── Stored records
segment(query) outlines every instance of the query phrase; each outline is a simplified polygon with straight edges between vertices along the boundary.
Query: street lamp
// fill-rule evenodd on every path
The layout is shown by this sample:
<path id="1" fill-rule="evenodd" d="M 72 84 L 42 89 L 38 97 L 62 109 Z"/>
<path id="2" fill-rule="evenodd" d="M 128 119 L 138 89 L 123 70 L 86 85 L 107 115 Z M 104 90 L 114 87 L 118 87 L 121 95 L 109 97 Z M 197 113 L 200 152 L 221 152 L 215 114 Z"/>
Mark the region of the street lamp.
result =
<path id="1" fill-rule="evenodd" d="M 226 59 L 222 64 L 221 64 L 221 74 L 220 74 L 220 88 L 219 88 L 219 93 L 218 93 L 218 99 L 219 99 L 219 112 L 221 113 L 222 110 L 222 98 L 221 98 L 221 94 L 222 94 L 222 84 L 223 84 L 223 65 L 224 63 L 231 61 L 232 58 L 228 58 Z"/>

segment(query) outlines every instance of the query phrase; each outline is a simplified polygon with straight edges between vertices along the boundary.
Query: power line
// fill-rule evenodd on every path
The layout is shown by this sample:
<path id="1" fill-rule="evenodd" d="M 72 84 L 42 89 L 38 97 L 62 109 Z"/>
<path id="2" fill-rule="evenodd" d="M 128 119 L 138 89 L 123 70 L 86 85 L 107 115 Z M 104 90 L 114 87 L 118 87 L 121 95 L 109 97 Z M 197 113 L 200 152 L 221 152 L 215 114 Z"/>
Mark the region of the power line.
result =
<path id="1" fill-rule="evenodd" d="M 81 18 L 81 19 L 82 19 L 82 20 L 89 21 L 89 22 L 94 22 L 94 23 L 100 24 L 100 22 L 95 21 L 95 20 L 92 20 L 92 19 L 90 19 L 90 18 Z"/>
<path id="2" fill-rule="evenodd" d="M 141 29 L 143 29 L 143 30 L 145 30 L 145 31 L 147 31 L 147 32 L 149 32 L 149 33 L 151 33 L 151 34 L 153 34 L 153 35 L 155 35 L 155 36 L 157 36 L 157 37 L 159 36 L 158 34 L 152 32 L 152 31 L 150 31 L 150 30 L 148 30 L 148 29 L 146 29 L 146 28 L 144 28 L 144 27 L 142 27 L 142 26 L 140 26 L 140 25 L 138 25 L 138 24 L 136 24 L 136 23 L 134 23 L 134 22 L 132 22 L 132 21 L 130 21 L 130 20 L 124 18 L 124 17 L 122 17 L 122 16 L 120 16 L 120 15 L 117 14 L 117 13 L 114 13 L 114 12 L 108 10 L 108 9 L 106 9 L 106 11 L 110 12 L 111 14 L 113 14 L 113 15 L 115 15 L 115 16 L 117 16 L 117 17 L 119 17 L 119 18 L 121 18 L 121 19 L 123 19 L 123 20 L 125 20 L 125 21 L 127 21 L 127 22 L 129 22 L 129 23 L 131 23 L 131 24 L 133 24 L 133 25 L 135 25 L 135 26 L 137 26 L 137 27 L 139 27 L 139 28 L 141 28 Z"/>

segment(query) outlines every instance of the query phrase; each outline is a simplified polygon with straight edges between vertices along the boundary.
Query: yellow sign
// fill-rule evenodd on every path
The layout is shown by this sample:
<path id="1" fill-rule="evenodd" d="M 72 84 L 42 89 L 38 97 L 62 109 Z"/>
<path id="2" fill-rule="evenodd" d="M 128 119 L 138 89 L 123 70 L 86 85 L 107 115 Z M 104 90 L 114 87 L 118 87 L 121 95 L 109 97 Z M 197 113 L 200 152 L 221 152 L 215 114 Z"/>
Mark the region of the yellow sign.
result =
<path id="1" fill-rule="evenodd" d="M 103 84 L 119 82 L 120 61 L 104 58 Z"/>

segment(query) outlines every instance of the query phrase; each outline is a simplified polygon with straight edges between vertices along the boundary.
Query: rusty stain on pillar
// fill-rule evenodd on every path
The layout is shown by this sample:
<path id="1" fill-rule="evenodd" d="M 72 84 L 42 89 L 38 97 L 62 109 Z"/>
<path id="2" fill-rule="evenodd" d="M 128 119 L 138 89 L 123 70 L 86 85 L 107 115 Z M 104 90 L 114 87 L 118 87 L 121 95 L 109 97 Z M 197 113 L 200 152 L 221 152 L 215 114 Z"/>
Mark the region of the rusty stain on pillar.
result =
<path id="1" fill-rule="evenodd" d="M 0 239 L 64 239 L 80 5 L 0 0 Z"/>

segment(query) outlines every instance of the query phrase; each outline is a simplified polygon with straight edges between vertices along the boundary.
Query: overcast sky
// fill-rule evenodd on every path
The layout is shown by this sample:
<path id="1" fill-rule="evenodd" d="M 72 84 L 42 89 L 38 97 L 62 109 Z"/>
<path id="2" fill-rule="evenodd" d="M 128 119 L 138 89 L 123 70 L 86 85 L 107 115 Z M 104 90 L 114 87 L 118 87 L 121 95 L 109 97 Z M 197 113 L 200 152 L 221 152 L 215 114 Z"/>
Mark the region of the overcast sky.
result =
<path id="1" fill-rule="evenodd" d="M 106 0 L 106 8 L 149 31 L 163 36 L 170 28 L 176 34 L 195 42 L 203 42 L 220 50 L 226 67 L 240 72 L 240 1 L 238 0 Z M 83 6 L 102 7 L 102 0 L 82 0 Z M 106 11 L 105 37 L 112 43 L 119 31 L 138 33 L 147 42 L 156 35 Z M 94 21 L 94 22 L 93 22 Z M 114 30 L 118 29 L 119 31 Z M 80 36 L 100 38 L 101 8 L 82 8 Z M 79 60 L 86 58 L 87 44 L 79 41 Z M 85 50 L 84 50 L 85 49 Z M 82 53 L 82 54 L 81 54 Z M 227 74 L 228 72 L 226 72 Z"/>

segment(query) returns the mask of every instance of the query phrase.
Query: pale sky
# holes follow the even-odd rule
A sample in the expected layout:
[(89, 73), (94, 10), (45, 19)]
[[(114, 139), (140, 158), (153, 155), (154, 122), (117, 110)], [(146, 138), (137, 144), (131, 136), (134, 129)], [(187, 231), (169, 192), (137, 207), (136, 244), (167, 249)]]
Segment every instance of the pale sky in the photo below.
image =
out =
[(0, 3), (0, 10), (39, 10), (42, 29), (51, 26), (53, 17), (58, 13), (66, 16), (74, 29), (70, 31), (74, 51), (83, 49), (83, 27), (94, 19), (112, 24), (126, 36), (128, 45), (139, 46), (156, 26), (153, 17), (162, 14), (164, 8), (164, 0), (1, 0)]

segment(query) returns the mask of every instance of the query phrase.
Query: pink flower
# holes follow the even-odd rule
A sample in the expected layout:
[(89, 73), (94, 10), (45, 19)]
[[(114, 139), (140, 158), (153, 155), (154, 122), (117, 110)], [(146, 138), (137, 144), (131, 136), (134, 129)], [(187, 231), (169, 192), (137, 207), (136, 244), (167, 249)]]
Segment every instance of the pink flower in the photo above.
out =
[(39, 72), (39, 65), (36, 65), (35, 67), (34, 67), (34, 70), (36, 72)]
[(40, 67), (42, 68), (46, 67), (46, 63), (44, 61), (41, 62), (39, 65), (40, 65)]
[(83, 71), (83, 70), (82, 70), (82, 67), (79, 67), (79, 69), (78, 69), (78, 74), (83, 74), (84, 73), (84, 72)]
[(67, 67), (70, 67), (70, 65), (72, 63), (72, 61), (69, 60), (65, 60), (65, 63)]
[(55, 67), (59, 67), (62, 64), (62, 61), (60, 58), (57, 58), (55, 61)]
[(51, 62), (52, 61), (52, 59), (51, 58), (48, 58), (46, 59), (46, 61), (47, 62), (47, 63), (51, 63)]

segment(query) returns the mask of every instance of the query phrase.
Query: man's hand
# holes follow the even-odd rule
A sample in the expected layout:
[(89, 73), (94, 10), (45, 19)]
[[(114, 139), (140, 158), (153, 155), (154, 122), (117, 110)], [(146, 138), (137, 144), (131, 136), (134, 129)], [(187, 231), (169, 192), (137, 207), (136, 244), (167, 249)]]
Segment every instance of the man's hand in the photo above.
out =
────
▶ [Task requirements]: Reproduce the entries starting at the first line and ending at the line that contains "226 59 L 222", with both ends included, and multiply every coordinate in the answers by 1.15, rounding each result to a whole number with halves going up. Leave all other numbers unchanged.

▶ [Reply to the exercise]:
segment(query) outlines every instance of the query phrase; each outline is a simplified polygon with straight edges between vertices along the boundary.
Query: street lamp
// fill-rule evenodd on every path
The layout is shown by this sample:
<path id="1" fill-rule="evenodd" d="M 72 84 L 42 89 L 38 97 L 62 109 Z"/>
<path id="2" fill-rule="evenodd" d="M 128 119 L 138 89 L 123 70 L 86 85 L 107 115 Z M 104 90 L 114 87 L 118 87 L 121 95 L 109 97 Z M 197 113 L 200 152 L 221 152 L 215 114 Z"/>
Mark the region of the street lamp.
result =
<path id="1" fill-rule="evenodd" d="M 260 68 L 255 74 L 254 74 L 254 85 L 253 85 L 253 101 L 252 101 L 252 107 L 251 107 L 251 114 L 252 114 L 252 129 L 254 130 L 255 127 L 255 113 L 254 113 L 254 108 L 255 108 L 255 97 L 256 97 L 256 75 L 258 72 L 266 70 L 267 67 L 262 67 Z"/>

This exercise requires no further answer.